(Annotation data for object locations)

---

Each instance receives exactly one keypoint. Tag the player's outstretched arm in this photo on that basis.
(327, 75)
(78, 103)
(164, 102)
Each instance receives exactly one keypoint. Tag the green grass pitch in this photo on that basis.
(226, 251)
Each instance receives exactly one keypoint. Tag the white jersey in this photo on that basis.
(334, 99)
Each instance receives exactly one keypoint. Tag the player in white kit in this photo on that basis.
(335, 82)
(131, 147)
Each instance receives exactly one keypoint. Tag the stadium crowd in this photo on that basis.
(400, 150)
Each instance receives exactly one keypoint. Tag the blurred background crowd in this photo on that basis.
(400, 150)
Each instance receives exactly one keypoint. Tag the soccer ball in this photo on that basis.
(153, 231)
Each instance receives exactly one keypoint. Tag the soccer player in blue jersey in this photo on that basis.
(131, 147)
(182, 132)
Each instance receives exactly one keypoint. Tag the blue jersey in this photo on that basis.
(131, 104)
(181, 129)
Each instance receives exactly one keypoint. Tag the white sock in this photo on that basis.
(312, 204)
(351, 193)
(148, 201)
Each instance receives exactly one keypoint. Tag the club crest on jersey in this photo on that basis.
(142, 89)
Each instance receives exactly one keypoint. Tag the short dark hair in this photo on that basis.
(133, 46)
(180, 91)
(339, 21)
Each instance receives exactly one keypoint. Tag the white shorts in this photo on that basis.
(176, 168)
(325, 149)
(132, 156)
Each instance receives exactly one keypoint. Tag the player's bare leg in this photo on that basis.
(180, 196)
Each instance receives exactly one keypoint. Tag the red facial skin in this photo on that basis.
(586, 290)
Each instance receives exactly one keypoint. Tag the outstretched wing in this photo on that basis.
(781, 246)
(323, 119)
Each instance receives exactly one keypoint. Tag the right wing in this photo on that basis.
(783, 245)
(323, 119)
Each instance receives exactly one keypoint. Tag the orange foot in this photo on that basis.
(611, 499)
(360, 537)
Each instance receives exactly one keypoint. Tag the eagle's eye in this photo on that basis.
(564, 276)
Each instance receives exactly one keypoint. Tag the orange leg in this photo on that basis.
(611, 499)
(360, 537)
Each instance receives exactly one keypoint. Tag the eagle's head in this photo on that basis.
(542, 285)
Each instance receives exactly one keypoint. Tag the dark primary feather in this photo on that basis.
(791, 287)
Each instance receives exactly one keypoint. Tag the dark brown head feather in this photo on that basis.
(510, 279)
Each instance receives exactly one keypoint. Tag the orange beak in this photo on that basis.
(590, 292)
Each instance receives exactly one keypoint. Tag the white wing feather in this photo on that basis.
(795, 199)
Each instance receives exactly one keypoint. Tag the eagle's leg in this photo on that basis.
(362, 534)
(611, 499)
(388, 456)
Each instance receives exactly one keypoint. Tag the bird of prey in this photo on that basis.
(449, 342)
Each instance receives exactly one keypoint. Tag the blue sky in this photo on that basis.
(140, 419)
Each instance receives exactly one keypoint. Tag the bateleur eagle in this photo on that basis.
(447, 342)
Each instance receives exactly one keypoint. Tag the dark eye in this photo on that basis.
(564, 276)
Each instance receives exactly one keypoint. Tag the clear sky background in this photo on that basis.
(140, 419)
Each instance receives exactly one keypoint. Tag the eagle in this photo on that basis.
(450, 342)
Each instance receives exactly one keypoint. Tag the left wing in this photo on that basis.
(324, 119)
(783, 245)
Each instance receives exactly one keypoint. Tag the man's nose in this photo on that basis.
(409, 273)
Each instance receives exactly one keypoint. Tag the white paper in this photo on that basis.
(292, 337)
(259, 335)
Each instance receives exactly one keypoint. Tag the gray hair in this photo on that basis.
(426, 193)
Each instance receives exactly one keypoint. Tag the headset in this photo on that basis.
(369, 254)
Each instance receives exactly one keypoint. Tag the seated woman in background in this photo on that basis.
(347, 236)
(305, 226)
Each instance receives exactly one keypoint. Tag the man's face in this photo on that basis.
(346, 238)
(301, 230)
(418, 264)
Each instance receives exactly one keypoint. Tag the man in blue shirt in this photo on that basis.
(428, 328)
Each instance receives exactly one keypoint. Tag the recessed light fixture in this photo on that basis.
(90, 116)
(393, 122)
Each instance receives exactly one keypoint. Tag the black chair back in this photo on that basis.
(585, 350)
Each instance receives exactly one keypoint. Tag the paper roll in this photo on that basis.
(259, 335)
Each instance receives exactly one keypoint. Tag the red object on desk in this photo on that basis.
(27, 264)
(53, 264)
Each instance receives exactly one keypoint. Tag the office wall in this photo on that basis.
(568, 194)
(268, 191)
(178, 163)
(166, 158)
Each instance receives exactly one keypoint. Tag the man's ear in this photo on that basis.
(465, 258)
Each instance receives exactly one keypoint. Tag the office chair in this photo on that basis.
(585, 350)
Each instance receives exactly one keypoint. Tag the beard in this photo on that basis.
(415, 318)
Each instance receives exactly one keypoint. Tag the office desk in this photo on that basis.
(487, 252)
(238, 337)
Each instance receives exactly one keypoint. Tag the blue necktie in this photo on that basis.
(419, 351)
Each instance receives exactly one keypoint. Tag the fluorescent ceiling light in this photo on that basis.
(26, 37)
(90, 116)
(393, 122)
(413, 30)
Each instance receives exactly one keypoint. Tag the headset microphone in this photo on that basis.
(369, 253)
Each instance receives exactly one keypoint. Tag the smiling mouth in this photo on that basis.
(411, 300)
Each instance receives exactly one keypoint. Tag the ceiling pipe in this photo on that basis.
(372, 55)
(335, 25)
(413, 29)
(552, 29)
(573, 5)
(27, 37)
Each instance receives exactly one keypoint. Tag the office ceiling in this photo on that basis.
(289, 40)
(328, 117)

---

__The exercise__. Begin at the line that contains "necktie in this photo on that basis." and stop after the last of the rows. Write out every line in that span again, requests included, adding 147 to each coordinate in the answers.

__Correct output__.
Each instance receives exactly one keypoint. Tag the blue necktie in this photo on that basis.
(566, 498)
Each instance receives exactly one keypoint. Tag the fluorescent ceiling light in this photo on that basis.
(173, 184)
(237, 263)
(540, 269)
(560, 177)
Each instance receives exactly one keypoint. Tag the headset microphone in this photo on that basis.
(516, 400)
Each instance receives exactly one keypoint. Tag the smiling mouth in this photo on that basis.
(558, 447)
Each instance receives exactly one keypoint. Tag the ceiling pipe in this photo on that basis.
(519, 202)
(482, 172)
(560, 176)
(699, 176)
(720, 152)
(174, 184)
Each instance receives exactly one keypoint. Tag the office ceiling in this photo on that basis.
(436, 187)
(475, 264)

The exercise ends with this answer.